**Source extract**:
*****

Tension, irritability, fear, stress, exaggerated concern for our own or others’ well-being: anxiety comes in many ways.
Why do we get anxious?
Everyone of us, in the course of our lives, has felt anxious in specific situations and that’s because anxiety is an essential physiological condition. On the other hand, it’s important to separate functional anxiety from its pathological counterpart.
Anxiety is useful when:
- It helps us improve our performances. Within certain levels, anxiety can be a powerful ally, because it allows us to deploy the resources necessary to take on our tasks and goals.
- It facilitates survival. When we perceive a situation as dangerous, anxiety activates the entire body, getting it ready to attack or flee.
In these cases, anxiety acts like a natural defensive mechanism, because it allows us to properly react to the emotion that we are facing in that specific moment.
Anxiety is NOT useful when:
- It’s excessive. Beyond a certain level, anxiety results in a state of psychological discomfort, that can interfere with our ordinary everyday activities. In these cases, people live in a constant state of tension and alert, that can lead to physiological responses like tremor, palpitations and nausea.
- It’s unjustified or disproportionate compared to the actual situation. For those who suffer from an anxiety disorder, even situations that most people don’t see as dangerous can lead to extreme psychological and physical responses.
In all these scenarios, fear isn’t caused by the outside world, but is connected to the anticipation and prediction of present and future dangers.
In these cases, a psychologist’s help can be crucial in effectively facing and managing the situations that lead to anxiety and overcoming adversities.

*****

**Entries supplied**:
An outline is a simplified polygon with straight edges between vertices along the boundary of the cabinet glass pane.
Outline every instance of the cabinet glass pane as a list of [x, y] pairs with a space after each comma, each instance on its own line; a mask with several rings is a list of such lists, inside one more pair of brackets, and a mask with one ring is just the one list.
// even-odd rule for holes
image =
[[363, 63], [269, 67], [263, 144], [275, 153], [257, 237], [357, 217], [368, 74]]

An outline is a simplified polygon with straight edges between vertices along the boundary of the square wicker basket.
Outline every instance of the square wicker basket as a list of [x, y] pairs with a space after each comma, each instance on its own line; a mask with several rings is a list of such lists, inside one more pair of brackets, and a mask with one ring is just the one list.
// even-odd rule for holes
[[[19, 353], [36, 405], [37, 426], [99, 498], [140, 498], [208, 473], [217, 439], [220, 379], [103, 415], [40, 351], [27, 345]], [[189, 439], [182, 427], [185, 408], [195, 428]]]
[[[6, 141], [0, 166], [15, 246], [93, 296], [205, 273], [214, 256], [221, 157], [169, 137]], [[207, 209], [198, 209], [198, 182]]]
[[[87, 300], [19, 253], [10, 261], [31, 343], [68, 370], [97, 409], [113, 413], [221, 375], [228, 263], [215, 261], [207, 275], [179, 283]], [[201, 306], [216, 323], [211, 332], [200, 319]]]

*****

**Work item A**: Write out the part of the anxiety text starting at "- It facilitates" and ending at "palpitations and nausea.", keeping every word and mark unchanged.
**Work item B**: Carry the anxiety text on from its last sentence, keeping the same tone and style.

**Expected output A**:
- It facilitates survival. When we perceive a situation as dangerous, anxiety activates the entire body, getting it ready to attack or flee.
In these cases, anxiety acts like a natural defensive mechanism, because it allows us to properly react to the emotion that we are facing in that specific moment.
Anxiety is NOT useful when:
- It’s excessive. Beyond a certain level, anxiety results in a state of psychological discomfort, that can interfere with our ordinary everyday activities. In these cases, people live in a constant state of tension and alert, that can lead to physiological responses like tremor, palpitations and nausea.

**Expected output B**:
Panic attacks: symptoms
Anxiety can sometimes turn into panic.
A panic attack leads to sudden and intense feelings of worry, terror and impending disaster, associated with physical symptoms like palpitations, chest pain, nausea, sense of suffocation, asphyxiation, difficulty breathing, dizziness, sweating and tremors.
Symptoms tend to escalate quickly and to peak very strongly in a short amount of time; this is why people who are experiencing this kind of attack feel the uncontrollable need to flee, no matter where they are.
Among the symptoms that can be experienced during a panic attack, there is also the sense of depersonalization (feeling “outside” our body) and derealization (feeling like the world is unreal), fear of losing control, of going crazy or even dying.
What usually pushes people suffering from panic attacks to seek psychological help is the fear of experiencing more episodes and the complexity of facing everyday life: they often refuse to get out of the house (unless they are assisted by someone), to drive, to be among other people.